A couple of things ...

I contacted my ad company about that horrifying "You are a lucky winner" ad that's running on my site. I was told that the ad would be removed from my site's rotation. It's still popping up occasionally, though rarely now. Still, if you know of a good web-advertising companies, I'd be curious to hear about it.

On a more positive note, I've learned that if you combine a $12 glass skull you purchased from an Adventureland gift shop four years ago with an $8 light base from IKEA, the desk lamp you get is worth far more than the sum of its parts!

Sorry...

I'm sorry for the lack of updates to the news blog recently. I spent some time entertaining out-of-town guests, then I fell prey to some horrible, devil-virus. At one point I coughed and sneezed SIMULTANEOUSLY!!! I hadn't thought it possible. Wind blew out of every hole in my head.

A few notes. My strip is also now being translated for the citizens of Luxembourg. I can't explain it.

Also, I'm sorry for that stupid "You are the winner" ad that's running occasionally on my site. I find it unacceptable. We'll see if my ad company lives up to my expectations. If I still have ads on my site next Monday, assume they have.

Lastly, the strip about beer tasting is taken from a real event in which was one of the more frustrating experiences of my life. Sitting there for 30 minutes with 3 glasses of beer in front of me listening to some guy talk about hops (I'M FROM THE YAKIMA VALLEY!!! I KNOW ALL I NEED TO KNOW ABOUT HOPS! [Note: to be fair, I did just have to look up how many P's there are in "hops"]) I learned what it's like to be the dog with a weenie balancing on it's nose. It's not a feeling I enjoyed.

Budapest, by Blimp

So, a really nice guy named Thomas Szajko has been translating Basic Instructions into Hungarian and posting it to his blog. He just posted his 100th translation.

Please go check it out. It is, as the kids say, a "hoot".

Art imitating life.

The "something on your shirt" strip was inspired by a guy I work with who points at my shirt ALMOST EVERY DAY, trying to get me to look. I've never looked. That's what drives him on. My shirt has become his white whale. All of the humor is drained out of it now, not that there was ever much humor in it to begin with. Every day he comes up, pokes me in the chest and says "you've got something on your shirt." I look him in the eye and say, "I respect you a little less every time you say that." Then we both laugh a slow, mirthless laugh. Sometimes, as he slinks away, he tells me my shoe-laces are untied. Jokes aren't supposed to make you sad.

Some more news

So, Basic Instructions has been nominated for "Best Comic Strip" in the 2007 Weblog Awards. You can vote here, if you like.

I'm currently somewhere toward the back of the pack, but frankly I'm stunned just to see my strip listed with some of those other nominees.

WHAT TO WORK ON:
(a) Summarize the blog posts in two sentences.
(b) According to the blog posts, in which category was Basic Instructions nominated in the 2007 Weblog Awards?
(c) Output the part of the blog posts between "On a more positive" and "assume they have.", inclusive.
Answer using nothing beyond the blog posts.

DATA RECORDS:
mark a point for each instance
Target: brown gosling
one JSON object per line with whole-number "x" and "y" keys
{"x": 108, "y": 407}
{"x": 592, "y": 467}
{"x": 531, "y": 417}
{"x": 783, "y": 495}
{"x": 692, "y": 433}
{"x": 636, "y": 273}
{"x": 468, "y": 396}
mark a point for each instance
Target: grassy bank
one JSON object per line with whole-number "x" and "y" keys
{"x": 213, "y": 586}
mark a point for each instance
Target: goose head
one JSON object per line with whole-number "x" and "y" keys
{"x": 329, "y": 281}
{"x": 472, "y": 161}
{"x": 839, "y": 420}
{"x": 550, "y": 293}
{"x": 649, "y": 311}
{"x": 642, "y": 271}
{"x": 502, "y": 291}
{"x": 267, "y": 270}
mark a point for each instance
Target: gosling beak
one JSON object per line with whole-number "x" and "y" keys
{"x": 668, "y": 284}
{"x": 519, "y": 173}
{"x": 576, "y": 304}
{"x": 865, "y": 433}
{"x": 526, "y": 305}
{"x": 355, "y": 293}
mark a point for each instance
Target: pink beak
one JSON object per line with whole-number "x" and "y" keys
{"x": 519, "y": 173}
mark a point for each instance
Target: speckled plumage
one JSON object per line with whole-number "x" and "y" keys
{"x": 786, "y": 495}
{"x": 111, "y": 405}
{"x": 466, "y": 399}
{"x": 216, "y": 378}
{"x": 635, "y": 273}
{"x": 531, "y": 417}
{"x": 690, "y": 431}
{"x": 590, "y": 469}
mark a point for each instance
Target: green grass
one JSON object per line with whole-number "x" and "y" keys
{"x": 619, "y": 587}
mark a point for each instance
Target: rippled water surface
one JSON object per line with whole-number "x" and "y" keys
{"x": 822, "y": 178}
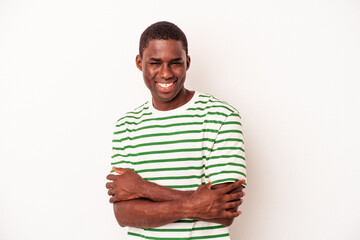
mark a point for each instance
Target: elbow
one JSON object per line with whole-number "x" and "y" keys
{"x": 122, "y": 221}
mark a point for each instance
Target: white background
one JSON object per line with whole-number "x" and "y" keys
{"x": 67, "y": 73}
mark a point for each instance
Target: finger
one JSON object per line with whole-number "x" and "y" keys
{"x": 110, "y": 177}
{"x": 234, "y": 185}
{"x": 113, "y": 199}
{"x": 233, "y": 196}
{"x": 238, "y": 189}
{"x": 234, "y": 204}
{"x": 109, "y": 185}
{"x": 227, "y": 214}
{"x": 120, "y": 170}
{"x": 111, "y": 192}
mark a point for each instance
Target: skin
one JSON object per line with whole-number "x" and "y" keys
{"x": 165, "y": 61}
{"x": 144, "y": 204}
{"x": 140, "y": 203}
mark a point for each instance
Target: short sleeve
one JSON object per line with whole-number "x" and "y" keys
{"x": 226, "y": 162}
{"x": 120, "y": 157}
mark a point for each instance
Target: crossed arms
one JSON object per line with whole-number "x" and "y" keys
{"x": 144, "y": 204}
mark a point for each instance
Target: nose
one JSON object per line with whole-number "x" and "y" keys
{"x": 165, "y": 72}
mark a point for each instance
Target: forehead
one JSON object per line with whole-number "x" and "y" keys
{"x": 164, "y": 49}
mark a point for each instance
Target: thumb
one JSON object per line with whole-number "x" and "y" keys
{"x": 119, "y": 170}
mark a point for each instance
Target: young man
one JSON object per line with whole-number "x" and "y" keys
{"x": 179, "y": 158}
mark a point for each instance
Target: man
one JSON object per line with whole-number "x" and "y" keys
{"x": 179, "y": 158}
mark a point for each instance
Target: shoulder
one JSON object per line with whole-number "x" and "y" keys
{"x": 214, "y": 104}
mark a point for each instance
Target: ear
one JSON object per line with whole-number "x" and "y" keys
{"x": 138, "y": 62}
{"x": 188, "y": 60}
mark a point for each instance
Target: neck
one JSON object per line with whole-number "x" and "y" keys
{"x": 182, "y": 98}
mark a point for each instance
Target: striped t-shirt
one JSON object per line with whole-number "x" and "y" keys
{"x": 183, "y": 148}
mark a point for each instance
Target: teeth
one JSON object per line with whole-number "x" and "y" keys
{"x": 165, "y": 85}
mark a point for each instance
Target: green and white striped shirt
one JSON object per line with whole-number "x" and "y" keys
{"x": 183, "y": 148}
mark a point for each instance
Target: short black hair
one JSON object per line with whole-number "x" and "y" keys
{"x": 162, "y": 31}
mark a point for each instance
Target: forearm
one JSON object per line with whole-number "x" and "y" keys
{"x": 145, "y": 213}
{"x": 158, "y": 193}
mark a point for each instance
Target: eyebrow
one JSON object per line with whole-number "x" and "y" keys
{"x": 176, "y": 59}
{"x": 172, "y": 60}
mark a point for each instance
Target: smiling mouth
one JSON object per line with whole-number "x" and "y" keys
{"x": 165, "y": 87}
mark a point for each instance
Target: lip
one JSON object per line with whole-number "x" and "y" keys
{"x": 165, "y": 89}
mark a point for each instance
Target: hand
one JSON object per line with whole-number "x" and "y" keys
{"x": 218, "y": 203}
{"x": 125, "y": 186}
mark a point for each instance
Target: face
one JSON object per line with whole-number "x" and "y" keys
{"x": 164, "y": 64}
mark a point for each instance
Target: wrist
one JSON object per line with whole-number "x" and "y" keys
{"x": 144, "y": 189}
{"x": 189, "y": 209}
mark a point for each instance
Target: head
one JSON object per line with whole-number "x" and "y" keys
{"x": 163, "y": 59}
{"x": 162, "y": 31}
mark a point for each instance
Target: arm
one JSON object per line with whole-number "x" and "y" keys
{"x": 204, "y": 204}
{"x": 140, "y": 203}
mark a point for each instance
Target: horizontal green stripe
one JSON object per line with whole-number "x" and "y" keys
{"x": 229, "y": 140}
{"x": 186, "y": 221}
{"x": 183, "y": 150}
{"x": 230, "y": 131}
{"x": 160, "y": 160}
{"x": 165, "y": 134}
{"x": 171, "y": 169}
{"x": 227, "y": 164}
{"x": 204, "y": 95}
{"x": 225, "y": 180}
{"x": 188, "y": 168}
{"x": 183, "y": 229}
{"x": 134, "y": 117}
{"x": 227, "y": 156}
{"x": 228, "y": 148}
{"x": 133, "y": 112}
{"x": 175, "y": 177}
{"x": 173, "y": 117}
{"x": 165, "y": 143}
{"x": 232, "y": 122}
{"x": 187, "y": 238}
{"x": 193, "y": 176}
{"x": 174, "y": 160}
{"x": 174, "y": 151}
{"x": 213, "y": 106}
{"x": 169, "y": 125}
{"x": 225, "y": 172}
---
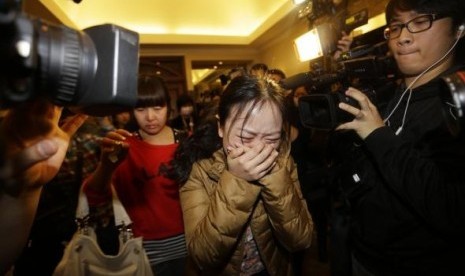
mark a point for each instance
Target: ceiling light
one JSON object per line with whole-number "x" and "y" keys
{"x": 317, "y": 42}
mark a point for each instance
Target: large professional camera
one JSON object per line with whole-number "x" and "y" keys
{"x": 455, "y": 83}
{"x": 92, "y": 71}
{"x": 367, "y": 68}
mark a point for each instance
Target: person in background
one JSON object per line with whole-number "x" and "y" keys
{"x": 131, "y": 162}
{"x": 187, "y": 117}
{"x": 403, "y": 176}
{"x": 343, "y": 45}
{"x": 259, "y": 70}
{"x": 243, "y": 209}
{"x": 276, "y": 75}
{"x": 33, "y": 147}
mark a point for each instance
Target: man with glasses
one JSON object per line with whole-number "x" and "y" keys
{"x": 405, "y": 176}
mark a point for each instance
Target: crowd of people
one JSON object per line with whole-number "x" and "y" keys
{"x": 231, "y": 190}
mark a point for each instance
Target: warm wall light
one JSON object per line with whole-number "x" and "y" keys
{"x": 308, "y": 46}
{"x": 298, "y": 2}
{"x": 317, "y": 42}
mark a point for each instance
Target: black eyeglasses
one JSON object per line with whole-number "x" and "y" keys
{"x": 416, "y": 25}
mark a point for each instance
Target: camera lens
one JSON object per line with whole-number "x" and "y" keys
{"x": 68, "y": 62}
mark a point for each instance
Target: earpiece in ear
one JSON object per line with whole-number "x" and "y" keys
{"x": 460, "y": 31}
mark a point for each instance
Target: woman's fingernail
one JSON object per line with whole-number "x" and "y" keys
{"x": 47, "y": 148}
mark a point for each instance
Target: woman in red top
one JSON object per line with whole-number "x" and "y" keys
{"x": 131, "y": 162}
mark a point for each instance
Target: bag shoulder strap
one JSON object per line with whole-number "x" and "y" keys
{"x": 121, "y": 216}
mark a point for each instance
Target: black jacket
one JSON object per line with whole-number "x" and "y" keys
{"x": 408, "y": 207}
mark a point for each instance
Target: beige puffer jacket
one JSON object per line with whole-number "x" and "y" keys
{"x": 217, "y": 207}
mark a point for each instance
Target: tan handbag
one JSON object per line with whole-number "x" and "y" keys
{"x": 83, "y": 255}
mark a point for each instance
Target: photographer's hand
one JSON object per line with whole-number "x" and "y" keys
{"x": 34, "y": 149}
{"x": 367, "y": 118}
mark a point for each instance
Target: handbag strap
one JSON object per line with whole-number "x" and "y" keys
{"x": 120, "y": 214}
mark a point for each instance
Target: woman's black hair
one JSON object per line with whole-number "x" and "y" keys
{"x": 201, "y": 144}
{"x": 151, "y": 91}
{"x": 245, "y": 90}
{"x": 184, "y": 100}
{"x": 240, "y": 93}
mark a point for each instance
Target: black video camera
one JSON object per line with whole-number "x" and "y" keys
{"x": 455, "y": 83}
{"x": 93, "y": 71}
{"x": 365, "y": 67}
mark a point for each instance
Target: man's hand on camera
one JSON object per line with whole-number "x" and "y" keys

SOLUTIONS TO THE TASKS:
(a) The author apologizes for a lack of updates after hosting out-of-town guests and catching a bad virus, and complains about a "You are a lucky winner" ad that the ad company said would be removed from the site's rotation. The posts also report that Basic Instructions is being translated into Hungarian and for the citizens of Luxembourg, that it was nominated for "Best Comic Strip" in the 2007 Weblog Awards, and that strips about beer tasting and a coworker who points at the author's shirt came from real events.

(b) "Best Comic Strip"

(c)
On a more positive note, I've learned that if you combine a $12 glass skull you purchased from an Adventureland gift shop four years ago with an $8 light base from IKEA, the desk lamp you get is worth far more than the sum of its parts!

Sorry...

I'm sorry for the lack of updates to the news blog recently. I spent some time entertaining out-of-town guests, then I fell prey to some horrible, devil-virus. At one point I coughed and sneezed SIMULTANEOUSLY!!! I hadn't thought it possible. Wind blew out of every hole in my head.

A few notes. My strip is also now being translated for the citizens of Luxembourg. I can't explain it.

Also, I'm sorry for that stupid "You are the winner" ad that's running occasionally on my site. I find it unacceptable. We'll see if my ad company lives up to my expectations. If I still have ads on my site next Monday, assume they have.